____ Quoted passage

Polls have closed following Sunday's vote on the introduction of electronic passports and a central fingerprint register.
The controversial new travel document would include the holder's electronic photograph and two fingerprints. Polls have predicted the result will be close, and first trends on Sunday confirmed that.
The vote came about after a broad political coalition challenged parliament's decision to adopt the new passport - in line with the European Union - and set up a fingerprint register.
Opponents argue that the inclusion of biometric data poses a threat to the individual's security and privacy.
Supporters for their part claim the new passports would be forgery proof, ease freedom of travel and comply with international obligations.
Pollsters found no side had a clear majority a few weeks ahead of the vote, and are predicting a below-average turnout.
Members of the European single border area, including Switzerland, are required to introduce new biometric passports by next March. The travel document should also allow visa-free entry into the United States.

________
____ Raw data

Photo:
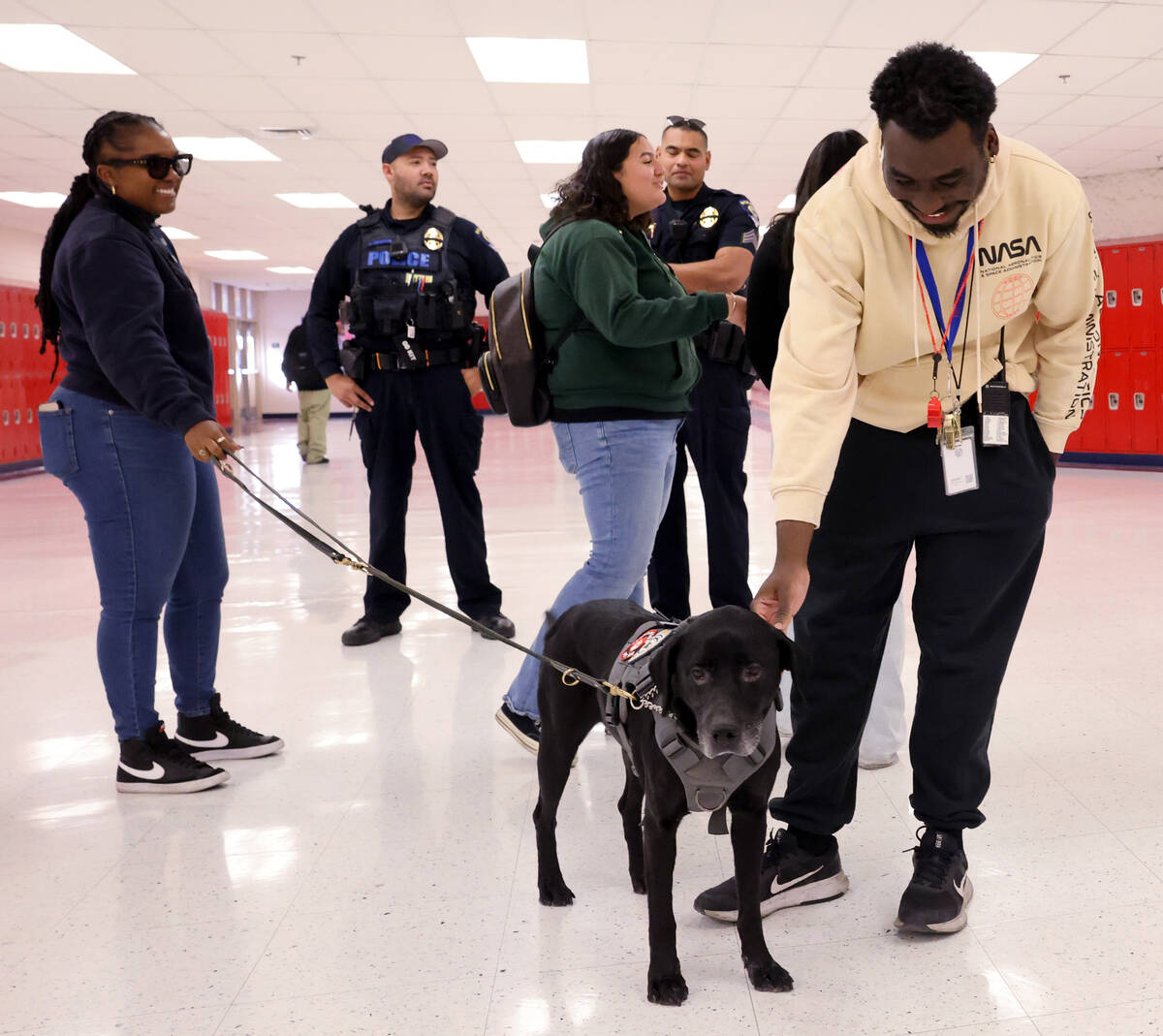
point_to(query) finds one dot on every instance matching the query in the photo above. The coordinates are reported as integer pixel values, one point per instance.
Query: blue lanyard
(959, 307)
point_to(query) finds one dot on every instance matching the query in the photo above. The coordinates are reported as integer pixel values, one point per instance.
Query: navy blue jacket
(132, 330)
(474, 260)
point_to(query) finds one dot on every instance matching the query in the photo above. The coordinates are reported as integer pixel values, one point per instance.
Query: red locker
(1141, 284)
(1145, 402)
(1116, 397)
(1115, 306)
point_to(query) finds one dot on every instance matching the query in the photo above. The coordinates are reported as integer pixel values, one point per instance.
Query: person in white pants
(885, 731)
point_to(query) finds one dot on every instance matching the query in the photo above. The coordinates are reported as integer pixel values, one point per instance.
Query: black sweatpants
(434, 402)
(977, 554)
(714, 434)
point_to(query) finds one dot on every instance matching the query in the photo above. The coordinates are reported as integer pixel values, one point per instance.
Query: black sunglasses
(683, 122)
(157, 165)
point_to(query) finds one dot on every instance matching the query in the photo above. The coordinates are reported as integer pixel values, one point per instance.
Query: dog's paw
(769, 978)
(668, 989)
(555, 895)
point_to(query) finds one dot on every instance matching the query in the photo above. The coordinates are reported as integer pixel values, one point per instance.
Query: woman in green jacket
(619, 389)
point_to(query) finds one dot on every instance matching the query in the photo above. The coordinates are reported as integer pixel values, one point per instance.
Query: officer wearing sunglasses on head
(708, 238)
(411, 273)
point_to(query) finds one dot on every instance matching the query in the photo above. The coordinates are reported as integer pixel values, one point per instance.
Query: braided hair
(103, 134)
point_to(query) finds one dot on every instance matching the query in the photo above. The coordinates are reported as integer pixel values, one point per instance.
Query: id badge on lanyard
(959, 460)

________

Change "Supporters" to "Proponents" in the passport vote report, and give the passage starting at "Opponents argue that" and ending at "with international obligations.". The material has nothing to do with the passport vote report.

Task result:
Opponents argue that the inclusion of biometric data poses a threat to the individual's security and privacy.
Proponents for their part claim the new passports would be forgery proof, ease freedom of travel and comply with international obligations.